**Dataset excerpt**
-- -- --

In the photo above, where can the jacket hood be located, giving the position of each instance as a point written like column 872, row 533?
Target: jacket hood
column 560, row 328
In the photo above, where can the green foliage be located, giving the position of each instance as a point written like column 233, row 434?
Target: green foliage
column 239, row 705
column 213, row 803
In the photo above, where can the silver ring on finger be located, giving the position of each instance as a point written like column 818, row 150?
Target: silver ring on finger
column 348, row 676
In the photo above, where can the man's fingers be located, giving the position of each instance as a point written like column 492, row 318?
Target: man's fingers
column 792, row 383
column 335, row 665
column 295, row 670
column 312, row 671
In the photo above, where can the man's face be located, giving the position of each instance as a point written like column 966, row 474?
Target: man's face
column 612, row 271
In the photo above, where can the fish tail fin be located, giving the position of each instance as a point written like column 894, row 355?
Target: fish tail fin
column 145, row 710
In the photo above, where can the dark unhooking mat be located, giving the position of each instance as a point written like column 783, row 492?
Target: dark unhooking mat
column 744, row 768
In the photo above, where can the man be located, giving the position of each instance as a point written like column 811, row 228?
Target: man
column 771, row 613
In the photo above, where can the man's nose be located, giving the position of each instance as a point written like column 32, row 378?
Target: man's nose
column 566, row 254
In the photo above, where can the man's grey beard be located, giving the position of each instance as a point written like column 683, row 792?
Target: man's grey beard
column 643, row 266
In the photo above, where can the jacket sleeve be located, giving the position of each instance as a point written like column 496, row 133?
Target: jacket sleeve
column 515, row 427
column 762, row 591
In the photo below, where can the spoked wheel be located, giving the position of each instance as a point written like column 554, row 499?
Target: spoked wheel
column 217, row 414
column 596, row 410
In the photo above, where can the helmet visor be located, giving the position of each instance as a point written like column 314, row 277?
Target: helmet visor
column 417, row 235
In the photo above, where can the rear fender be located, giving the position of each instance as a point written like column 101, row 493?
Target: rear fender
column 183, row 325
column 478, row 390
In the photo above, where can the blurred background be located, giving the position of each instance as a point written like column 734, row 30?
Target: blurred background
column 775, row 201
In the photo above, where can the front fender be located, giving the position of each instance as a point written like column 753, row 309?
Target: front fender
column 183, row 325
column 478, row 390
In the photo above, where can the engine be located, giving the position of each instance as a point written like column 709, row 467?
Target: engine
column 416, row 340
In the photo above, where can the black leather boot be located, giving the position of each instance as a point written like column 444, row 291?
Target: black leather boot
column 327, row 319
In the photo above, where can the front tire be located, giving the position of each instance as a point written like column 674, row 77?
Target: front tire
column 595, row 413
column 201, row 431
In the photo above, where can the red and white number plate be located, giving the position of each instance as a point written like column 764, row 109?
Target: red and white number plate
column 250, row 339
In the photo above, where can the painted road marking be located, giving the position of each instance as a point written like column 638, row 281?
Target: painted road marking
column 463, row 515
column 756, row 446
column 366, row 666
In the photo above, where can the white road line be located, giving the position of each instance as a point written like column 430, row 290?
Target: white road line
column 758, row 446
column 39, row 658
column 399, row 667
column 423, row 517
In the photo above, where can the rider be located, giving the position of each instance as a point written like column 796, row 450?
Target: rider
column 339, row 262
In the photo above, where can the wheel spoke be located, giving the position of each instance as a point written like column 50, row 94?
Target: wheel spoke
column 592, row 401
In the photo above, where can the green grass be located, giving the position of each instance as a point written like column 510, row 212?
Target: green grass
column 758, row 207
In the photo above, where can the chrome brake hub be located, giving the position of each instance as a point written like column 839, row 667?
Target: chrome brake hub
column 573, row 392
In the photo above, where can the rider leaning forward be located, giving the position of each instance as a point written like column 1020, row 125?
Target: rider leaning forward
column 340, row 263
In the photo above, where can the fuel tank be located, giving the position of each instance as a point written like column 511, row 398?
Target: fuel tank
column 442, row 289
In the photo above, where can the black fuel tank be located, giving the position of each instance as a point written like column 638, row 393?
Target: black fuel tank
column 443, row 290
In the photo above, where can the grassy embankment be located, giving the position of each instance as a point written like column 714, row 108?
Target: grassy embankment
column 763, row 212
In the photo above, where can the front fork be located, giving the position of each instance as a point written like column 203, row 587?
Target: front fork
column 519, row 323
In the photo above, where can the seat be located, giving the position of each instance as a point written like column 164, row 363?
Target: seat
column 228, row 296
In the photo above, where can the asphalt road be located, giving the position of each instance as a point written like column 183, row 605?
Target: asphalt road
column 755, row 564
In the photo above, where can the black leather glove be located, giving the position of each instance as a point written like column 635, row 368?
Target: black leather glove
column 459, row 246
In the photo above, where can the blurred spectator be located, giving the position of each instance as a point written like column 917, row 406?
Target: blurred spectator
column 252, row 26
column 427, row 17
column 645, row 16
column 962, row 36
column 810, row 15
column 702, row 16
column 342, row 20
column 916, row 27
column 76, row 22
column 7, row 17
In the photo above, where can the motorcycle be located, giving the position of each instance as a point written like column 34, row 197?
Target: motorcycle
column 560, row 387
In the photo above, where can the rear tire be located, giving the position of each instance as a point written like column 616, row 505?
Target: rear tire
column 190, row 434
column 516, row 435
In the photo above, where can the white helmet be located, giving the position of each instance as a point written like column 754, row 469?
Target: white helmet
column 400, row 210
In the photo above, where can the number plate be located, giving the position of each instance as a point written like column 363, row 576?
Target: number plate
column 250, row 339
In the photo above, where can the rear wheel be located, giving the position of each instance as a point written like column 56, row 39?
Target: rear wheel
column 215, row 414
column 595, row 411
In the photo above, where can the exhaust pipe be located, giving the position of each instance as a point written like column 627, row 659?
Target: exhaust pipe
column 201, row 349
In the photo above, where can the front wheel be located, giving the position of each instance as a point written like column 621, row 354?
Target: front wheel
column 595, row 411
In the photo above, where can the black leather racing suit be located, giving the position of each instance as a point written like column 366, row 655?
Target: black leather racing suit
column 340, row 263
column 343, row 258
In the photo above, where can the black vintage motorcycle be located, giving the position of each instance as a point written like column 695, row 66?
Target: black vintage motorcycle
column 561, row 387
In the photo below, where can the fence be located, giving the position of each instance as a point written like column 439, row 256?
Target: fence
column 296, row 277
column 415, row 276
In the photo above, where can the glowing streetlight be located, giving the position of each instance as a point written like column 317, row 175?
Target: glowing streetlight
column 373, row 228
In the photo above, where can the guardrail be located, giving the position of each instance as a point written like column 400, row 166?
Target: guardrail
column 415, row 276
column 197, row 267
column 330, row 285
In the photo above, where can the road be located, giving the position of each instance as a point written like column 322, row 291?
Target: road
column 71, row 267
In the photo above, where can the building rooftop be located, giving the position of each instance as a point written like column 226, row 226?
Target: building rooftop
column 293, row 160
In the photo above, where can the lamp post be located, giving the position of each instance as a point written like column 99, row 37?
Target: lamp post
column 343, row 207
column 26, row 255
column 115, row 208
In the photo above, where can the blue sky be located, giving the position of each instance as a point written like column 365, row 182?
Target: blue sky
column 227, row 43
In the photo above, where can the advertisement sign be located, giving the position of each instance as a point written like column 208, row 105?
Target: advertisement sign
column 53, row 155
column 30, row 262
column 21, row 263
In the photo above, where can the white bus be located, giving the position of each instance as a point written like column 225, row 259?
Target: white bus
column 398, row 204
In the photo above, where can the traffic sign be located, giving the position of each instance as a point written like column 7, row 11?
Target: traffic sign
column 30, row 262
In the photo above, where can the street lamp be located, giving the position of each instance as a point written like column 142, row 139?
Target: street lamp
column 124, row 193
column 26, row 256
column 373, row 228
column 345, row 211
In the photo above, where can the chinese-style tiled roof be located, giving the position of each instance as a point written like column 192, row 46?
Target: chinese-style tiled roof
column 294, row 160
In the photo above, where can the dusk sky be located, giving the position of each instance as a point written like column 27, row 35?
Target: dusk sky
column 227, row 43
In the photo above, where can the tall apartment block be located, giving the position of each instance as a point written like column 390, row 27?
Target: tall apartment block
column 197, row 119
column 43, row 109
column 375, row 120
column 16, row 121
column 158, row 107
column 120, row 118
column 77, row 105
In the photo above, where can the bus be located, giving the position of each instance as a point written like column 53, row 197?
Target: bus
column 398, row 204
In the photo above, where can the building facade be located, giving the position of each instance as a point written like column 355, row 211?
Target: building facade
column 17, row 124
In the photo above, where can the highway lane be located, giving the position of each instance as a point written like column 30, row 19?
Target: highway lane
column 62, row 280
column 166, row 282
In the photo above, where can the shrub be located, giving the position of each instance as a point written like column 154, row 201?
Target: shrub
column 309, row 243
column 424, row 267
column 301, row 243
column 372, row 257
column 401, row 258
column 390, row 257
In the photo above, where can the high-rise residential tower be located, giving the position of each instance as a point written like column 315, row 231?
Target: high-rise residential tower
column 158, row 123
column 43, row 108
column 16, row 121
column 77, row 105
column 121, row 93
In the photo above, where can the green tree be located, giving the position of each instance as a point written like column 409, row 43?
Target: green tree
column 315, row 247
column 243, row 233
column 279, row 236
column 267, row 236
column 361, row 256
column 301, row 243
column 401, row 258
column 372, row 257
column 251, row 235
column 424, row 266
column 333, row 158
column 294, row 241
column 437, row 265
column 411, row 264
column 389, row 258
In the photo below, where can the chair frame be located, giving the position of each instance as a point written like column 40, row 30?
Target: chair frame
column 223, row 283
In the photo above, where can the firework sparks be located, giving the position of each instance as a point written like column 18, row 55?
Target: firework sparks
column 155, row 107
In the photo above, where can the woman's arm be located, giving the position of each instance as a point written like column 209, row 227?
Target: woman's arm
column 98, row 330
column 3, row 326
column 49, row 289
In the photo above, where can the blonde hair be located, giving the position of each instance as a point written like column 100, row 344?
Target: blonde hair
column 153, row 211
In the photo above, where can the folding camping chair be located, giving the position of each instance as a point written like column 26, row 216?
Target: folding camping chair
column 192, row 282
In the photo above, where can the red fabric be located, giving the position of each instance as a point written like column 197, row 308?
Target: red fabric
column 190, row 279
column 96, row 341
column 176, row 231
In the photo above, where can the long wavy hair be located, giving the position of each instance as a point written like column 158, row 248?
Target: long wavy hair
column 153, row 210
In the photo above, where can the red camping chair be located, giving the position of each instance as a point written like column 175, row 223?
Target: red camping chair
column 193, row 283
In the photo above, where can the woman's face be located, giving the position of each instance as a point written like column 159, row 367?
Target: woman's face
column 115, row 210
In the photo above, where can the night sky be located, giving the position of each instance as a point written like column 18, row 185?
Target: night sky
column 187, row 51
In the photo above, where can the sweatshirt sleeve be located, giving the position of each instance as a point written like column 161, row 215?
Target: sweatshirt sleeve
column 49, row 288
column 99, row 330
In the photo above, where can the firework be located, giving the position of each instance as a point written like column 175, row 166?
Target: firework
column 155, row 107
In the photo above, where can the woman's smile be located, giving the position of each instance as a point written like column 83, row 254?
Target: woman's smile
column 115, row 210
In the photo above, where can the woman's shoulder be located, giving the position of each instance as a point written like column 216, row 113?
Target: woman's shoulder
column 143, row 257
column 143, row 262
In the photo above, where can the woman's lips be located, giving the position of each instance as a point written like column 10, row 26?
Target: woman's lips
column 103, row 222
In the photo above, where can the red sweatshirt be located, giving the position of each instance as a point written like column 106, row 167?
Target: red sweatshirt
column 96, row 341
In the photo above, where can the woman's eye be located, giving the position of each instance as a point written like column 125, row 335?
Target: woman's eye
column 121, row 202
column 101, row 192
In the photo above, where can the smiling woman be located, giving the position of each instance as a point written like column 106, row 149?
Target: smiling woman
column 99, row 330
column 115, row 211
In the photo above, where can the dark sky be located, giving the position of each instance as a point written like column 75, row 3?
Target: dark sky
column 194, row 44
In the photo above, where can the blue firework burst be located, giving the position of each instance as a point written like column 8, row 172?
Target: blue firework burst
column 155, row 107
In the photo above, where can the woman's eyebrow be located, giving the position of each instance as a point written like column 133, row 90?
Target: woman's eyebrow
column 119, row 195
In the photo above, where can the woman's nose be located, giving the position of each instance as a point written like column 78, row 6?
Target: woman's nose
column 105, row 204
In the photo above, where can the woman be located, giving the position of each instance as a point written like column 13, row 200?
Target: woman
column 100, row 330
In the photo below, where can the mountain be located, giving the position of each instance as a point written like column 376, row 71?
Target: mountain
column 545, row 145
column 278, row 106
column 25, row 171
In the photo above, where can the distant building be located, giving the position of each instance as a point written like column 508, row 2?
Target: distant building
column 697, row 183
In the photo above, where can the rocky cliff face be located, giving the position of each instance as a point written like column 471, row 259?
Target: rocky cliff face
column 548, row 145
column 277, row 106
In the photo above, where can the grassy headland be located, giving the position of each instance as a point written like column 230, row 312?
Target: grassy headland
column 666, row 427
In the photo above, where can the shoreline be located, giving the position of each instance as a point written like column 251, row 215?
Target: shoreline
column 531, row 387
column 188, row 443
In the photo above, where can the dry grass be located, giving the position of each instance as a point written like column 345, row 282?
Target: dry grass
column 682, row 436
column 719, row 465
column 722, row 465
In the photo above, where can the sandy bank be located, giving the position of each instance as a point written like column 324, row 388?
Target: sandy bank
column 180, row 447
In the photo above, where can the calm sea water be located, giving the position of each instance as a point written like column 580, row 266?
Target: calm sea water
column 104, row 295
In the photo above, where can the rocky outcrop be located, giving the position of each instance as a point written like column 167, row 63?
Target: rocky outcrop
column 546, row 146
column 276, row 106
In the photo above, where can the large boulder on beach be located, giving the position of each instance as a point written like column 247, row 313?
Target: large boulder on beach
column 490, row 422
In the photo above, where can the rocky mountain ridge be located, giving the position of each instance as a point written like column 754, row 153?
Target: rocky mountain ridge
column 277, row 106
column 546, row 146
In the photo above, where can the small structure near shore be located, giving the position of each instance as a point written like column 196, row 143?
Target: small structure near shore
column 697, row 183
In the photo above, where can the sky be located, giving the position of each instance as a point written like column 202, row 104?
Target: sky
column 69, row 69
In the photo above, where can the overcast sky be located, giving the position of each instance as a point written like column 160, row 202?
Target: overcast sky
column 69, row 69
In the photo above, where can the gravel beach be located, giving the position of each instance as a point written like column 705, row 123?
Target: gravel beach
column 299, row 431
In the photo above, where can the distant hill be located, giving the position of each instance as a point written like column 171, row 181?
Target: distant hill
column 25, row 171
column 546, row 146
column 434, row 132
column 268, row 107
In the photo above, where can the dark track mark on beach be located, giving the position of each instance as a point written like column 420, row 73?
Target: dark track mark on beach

-- -- --

**What to do**
Copy the item lines above exactly, starting with the line that contains "In the photo above, where can the wheel" and ending with the line that contains "column 442, row 289".

**Problem solution**
In the photo above, where can the wheel spoke be located, giving the position of each instance as a point written like column 50, row 94?
Target: wheel spoke
column 592, row 401
In the photo above, where can the green grass be located, giving the position of each instance as a point written like column 510, row 212?
Target: green grass
column 758, row 207
In the photo above, where can the chrome brake hub be located, giving the position of each instance as a point written like column 839, row 667?
Target: chrome brake hub
column 573, row 392
In the photo above, where can the rider leaning forward be located, giving the position of each instance as a point written like column 1020, row 125?
Target: rider leaning forward
column 340, row 263
In the photo above, where can the fuel tank be located, giving the position of each instance as a point written like column 511, row 398?
Target: fuel tank
column 442, row 289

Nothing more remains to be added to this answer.